**Information shown**
________________________
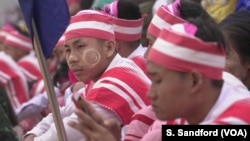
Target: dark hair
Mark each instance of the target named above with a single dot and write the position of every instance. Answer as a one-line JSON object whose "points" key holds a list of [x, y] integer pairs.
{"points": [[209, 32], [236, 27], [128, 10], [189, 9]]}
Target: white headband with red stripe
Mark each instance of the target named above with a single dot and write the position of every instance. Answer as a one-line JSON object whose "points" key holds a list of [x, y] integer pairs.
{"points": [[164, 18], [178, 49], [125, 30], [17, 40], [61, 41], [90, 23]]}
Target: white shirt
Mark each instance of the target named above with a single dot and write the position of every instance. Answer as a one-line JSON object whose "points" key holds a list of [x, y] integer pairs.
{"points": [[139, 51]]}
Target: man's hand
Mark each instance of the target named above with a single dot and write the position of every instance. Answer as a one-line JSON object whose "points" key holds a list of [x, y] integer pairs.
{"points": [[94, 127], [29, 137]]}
________________________
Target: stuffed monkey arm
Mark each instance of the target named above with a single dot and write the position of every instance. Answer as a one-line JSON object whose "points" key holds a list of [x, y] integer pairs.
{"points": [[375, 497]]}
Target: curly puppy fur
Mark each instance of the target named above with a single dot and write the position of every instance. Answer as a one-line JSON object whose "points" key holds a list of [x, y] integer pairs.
________________________
From the entries above, copy every line containing the word "white".

**Exercise solution**
Target: white headband with red stripe
Target: white shirt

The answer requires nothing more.